Collection entries:
+++

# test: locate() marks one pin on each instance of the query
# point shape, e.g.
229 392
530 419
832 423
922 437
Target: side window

+++

▶ **Your goal**: All entries should be transcribed verbatim.

▶ **Answer section**:
# test: locate() marks one pin on each instance of the query
# point shape, e.g.
229 392
530 419
832 423
922 437
Target: side window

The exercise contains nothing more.